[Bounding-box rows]
___
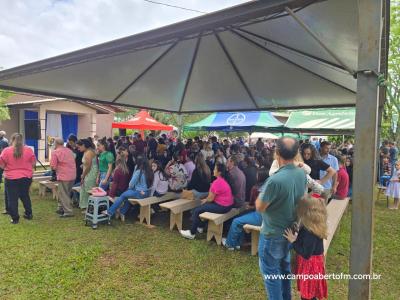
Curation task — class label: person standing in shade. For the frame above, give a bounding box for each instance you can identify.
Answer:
[256,137,307,299]
[0,133,36,224]
[50,138,76,218]
[96,139,115,191]
[320,141,339,199]
[389,142,399,170]
[77,139,98,213]
[0,131,8,183]
[67,134,83,186]
[226,154,246,207]
[0,131,8,215]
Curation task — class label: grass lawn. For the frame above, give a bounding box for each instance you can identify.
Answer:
[0,186,400,299]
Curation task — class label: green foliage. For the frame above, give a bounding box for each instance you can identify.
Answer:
[0,184,400,300]
[0,90,12,121]
[378,0,400,142]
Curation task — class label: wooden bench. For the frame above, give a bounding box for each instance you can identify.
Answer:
[39,180,58,199]
[33,170,48,177]
[72,186,81,193]
[243,224,261,255]
[128,192,178,225]
[32,176,51,182]
[376,185,389,207]
[200,207,245,245]
[243,198,349,256]
[324,198,349,256]
[160,199,201,230]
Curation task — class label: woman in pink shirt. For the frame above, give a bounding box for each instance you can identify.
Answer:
[0,133,36,224]
[180,163,233,240]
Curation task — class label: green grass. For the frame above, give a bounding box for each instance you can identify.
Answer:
[0,187,400,299]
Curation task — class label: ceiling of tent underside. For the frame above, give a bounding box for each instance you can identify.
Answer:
[0,0,358,113]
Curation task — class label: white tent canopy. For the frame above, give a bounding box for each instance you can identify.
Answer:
[0,0,390,300]
[0,0,358,113]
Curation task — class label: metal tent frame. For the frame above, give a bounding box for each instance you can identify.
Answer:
[0,0,390,300]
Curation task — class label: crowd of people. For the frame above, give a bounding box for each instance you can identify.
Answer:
[378,140,400,209]
[0,132,353,299]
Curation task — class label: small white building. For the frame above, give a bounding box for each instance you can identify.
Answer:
[0,94,125,162]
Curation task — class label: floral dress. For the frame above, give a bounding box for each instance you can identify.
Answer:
[168,163,188,192]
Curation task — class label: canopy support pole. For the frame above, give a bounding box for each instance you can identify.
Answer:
[178,113,183,138]
[348,0,382,300]
[285,7,355,75]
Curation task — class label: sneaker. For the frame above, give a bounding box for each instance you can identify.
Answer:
[24,214,33,220]
[179,230,196,240]
[222,238,240,251]
[60,214,74,218]
[56,209,64,215]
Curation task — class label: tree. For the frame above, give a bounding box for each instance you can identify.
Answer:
[381,0,400,142]
[0,90,12,121]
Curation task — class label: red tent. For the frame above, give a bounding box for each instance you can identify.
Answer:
[112,110,173,131]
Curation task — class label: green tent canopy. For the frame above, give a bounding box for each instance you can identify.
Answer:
[285,108,356,134]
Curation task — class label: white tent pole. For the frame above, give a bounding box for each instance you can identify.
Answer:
[348,0,382,300]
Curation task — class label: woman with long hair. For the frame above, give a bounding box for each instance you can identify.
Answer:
[165,152,188,193]
[180,163,234,240]
[284,195,328,299]
[0,133,36,224]
[108,154,130,199]
[222,168,268,250]
[96,139,114,191]
[76,139,99,213]
[187,153,211,199]
[151,160,168,197]
[102,156,154,221]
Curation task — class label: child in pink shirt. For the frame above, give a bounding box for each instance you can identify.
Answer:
[180,163,233,240]
[0,133,36,224]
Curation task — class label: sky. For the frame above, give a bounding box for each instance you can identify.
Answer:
[0,0,247,69]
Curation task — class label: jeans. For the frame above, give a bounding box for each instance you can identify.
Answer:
[4,177,32,221]
[226,211,262,247]
[4,184,9,213]
[58,180,75,216]
[99,172,111,191]
[108,189,151,216]
[258,234,291,300]
[190,202,232,234]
___
Required task. Can you retype all of the rows above word for word, leaving the pictures out of your answer?

Exercise result.
Curation task — class label: person standing in shade. For the frame above, give a bounding box for each instance you can identify.
Answer:
[256,137,307,299]
[0,133,36,224]
[50,138,76,218]
[96,139,115,191]
[320,141,339,199]
[389,142,399,170]
[77,139,98,213]
[0,131,8,183]
[67,134,83,186]
[226,154,246,207]
[0,131,8,215]
Curation task — class label: grass lawn. For the frame above, give a bounding box for each instance you can identify.
Answer:
[0,186,400,299]
Curation task — class label: green foliage. For the frame above, give a bounding box for each instance you can identify.
Answer:
[0,184,400,300]
[0,90,12,121]
[378,0,400,142]
Curation task — class label: wooden bench. For the frame above, give a bounding box for each instance you can identify.
Answer:
[39,180,58,199]
[33,170,48,177]
[72,186,81,193]
[243,224,261,255]
[128,192,178,225]
[32,176,51,182]
[376,185,389,207]
[200,207,245,245]
[243,198,349,256]
[324,198,349,256]
[160,199,201,230]
Curation task — class label: woman in pink shirt. For the frame above, give a bounding box for each instance you can identify.
Answer:
[0,133,36,224]
[180,163,233,240]
Curation task — class label: green grass. For the frame above, give a bounding box for each instance you can identify.
Answer:
[0,187,400,299]
Curation task — class label: ceiling of tent underside. For the frame above, give a bounding box for each instance you can identify.
Answer:
[0,0,358,113]
Curation task — class label: white tent canopy. For the frame above, give a bounding box for each instance you can identify.
Answer:
[0,0,390,300]
[0,0,358,113]
Curation task — class label: metal tent frame. For the frame above, give a bounding box for each instance you can identify.
Answer:
[0,0,390,300]
Curation task — class label: crowd of people. For the frame above, give a bounding box for each instance you can identify.
Answer:
[378,140,400,209]
[0,132,353,299]
Curation task — class label: small white building. For the frame above, give a bounding box for each instance you can identify.
Answer:
[0,94,125,162]
Curation task — class label: floral dress. For the frame above, give a bounding box for each instance you can identify.
Answer:
[168,163,188,192]
Curation task — class label: canopy support pole. For the frame above, give a bounding box for each instance you can identify.
Answer:
[178,113,183,138]
[348,0,382,300]
[285,7,355,75]
Curation task — class label: sneaker. For the frame above, give a bounding box for each instance you can identify.
Answer:
[24,214,33,220]
[179,230,196,240]
[222,238,240,251]
[60,214,74,218]
[56,209,64,215]
Curation task — class label: tree. For the frame above, give a bounding box for each instance you can identify.
Answer:
[381,0,400,142]
[0,90,12,121]
Curation task — class label: red tent. For the frame above, give a bounding box for each instance you can identify.
Answer:
[112,110,173,131]
Curation task — class label: green tent canopy. For the frame above, give a bounding box for each instance you can identify.
Answer:
[285,108,356,134]
Curation task — class label: white tent pole. For the frame above, give a bounding box for each instance you can identify.
Answer:
[348,0,382,300]
Curation task — class label: woman with long hair. For the frame above, give a bounding box for each instance you can identify.
Answer:
[165,152,188,193]
[180,163,234,240]
[284,195,328,299]
[0,133,36,224]
[108,154,130,199]
[222,168,268,250]
[96,139,114,191]
[76,139,99,213]
[187,153,211,199]
[151,160,168,197]
[102,156,154,221]
Curation task — class label: child in pink shirt. For the frame above, give a bounding box for each instance you can identify.
Answer:
[180,163,233,240]
[0,133,36,224]
Curation task — class label: sky. For the frame above, give a bounding box for each instance you can identify.
Answer:
[0,0,247,69]
Curation task — class label: jeans. For the frame above, give a bounding box for each instance you can identify.
Answer:
[4,177,32,221]
[226,211,262,247]
[4,184,9,213]
[58,180,75,216]
[99,172,111,191]
[108,189,151,216]
[258,234,291,300]
[190,202,232,234]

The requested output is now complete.